[The task] Find the line containing "[locate] weathered wooden". Return it and every line after it, unchanged, up to and including the last line.

[Extracted data]

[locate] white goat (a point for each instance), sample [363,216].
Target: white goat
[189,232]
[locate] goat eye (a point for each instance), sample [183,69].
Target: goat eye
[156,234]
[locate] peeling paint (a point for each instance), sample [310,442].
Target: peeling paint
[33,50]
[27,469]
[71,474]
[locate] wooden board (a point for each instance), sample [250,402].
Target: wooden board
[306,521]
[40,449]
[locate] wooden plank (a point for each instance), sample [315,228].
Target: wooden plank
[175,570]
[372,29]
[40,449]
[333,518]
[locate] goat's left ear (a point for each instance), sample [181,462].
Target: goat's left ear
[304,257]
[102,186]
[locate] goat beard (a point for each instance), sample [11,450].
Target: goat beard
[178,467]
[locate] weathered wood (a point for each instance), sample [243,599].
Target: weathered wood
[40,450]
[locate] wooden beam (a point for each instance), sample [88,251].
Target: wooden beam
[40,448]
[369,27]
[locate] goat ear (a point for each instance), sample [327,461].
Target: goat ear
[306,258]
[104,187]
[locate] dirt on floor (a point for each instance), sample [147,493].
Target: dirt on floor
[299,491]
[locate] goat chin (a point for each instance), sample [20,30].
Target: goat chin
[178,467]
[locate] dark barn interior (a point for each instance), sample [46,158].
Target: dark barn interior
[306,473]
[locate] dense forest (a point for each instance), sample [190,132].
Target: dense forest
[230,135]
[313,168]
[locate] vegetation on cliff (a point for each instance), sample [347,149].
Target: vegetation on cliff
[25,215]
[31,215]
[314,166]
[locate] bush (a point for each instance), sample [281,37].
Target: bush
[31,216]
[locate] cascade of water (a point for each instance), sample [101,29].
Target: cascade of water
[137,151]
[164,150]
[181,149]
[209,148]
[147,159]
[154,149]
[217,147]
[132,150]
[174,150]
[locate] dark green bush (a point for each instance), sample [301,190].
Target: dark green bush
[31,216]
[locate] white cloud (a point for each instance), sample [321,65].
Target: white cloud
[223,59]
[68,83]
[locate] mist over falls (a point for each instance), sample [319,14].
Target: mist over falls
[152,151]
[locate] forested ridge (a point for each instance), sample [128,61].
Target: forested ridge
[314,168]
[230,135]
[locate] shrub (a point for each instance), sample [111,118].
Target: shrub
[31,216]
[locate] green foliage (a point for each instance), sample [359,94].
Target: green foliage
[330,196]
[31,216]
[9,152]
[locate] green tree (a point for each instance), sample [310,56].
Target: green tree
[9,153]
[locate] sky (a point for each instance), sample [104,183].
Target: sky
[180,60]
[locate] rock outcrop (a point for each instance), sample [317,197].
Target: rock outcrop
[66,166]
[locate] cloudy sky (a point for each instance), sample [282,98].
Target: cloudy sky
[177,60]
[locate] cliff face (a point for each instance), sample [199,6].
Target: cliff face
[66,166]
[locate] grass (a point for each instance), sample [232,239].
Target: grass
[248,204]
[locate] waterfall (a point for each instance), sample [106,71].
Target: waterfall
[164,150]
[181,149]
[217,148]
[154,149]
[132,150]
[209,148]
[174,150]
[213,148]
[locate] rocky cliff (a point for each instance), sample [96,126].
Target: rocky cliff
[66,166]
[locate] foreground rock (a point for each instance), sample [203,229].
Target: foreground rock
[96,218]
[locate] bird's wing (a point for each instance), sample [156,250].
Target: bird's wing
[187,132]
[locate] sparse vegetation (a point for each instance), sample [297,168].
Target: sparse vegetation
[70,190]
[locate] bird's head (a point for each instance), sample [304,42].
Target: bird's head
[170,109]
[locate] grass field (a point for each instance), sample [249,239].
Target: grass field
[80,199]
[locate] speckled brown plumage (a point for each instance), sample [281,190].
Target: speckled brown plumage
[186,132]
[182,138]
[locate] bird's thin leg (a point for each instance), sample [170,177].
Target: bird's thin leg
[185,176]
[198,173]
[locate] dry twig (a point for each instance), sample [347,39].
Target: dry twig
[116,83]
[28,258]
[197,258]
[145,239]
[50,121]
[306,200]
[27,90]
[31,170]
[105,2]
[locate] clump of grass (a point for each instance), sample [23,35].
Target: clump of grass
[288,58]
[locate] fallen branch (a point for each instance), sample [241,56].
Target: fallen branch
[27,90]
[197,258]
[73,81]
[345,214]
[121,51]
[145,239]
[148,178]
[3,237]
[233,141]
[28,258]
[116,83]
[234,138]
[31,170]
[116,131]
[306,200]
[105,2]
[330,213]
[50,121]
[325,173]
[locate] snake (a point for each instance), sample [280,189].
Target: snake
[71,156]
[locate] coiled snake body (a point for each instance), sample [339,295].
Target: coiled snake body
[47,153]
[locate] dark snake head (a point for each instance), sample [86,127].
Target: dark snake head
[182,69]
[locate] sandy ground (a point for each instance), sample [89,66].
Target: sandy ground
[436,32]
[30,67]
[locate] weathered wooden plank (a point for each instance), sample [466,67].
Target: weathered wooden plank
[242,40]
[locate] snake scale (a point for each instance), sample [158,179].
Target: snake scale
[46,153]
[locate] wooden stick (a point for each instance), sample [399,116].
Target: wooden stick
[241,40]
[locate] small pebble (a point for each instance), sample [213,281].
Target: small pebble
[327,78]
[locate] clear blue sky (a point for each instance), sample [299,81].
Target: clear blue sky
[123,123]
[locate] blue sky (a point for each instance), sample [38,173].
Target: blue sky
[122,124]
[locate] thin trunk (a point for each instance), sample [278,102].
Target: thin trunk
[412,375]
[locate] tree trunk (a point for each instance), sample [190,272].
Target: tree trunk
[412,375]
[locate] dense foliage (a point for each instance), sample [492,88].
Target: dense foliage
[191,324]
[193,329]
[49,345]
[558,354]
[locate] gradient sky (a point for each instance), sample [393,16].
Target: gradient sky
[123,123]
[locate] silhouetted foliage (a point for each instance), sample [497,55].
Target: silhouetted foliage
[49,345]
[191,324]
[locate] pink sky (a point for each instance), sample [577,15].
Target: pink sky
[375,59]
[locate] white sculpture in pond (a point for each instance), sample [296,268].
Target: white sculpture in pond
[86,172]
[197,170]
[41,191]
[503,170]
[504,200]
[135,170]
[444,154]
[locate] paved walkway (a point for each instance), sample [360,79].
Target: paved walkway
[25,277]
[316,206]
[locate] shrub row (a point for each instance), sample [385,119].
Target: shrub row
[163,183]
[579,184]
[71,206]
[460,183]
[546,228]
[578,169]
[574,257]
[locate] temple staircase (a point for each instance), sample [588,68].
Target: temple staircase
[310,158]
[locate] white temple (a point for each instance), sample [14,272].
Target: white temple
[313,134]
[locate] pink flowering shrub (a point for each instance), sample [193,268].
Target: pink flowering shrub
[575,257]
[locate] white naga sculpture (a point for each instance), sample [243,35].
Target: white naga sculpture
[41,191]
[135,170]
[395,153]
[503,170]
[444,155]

[Output below]
[locate] weathered wooden plank (a point for each instance), sample [466,67].
Target: weathered wooden plank
[242,40]
[locate] snake scale (a point for each instance), sample [158,179].
Target: snake scale
[46,153]
[locate] wooden stick (a point for each instance), sample [399,116].
Target: wooden stick
[241,40]
[locate] small pebble (a point for each instance), sample [213,281].
Target: small pebble
[327,78]
[locate] clear blue sky (a point for each instance), sample [299,81].
Target: clear blue sky
[123,123]
[locate] blue sky (a point for each instance), sample [38,173].
Target: blue sky
[122,124]
[locate] thin trunk (a point for each instance), sample [278,102].
Target: thin trunk
[412,375]
[locate] tree trunk (a point for each instance), sample [190,272].
Target: tree trunk
[412,375]
[locate] dense foliage (a point for each instance), sample [492,88].
Target: dense foliage
[191,324]
[193,329]
[49,345]
[558,354]
[locate] gradient sky (a point for each instance), sample [393,16].
Target: gradient sky
[123,123]
[locate] silhouetted foliage (a point for each instance), sample [497,55].
Target: silhouetted foliage
[49,345]
[191,324]
[locate] pink sky (a point for each instance), sample [577,15].
Target: pink sky
[375,59]
[locate] white sculpture in pond (a point for each instance), sample [296,268].
Target: white sculpture in pond
[86,172]
[197,170]
[41,191]
[503,170]
[504,200]
[135,170]
[444,154]
[locate] paved walkway (a point for each instance), sample [360,79].
Target: paved walkway
[25,277]
[316,206]
[locate] shrub row (a point for each instance), sample [385,119].
Target: shrub row
[163,183]
[579,184]
[71,206]
[460,183]
[546,228]
[578,169]
[574,257]
[locate] temple staircase (a point for each instance), sample [588,68].
Target: temple staircase
[310,158]
[locate] white temple (a point for each instance), sample [14,272].
Target: white temple
[313,134]
[locate] pink flowering shrub (a point for each instance), sample [193,268].
Target: pink flowering shrub
[575,257]
[locate] white naga sculpture (a point for each instance), sample [243,35].
Target: white naga sculpture
[41,191]
[135,170]
[395,153]
[503,170]
[444,155]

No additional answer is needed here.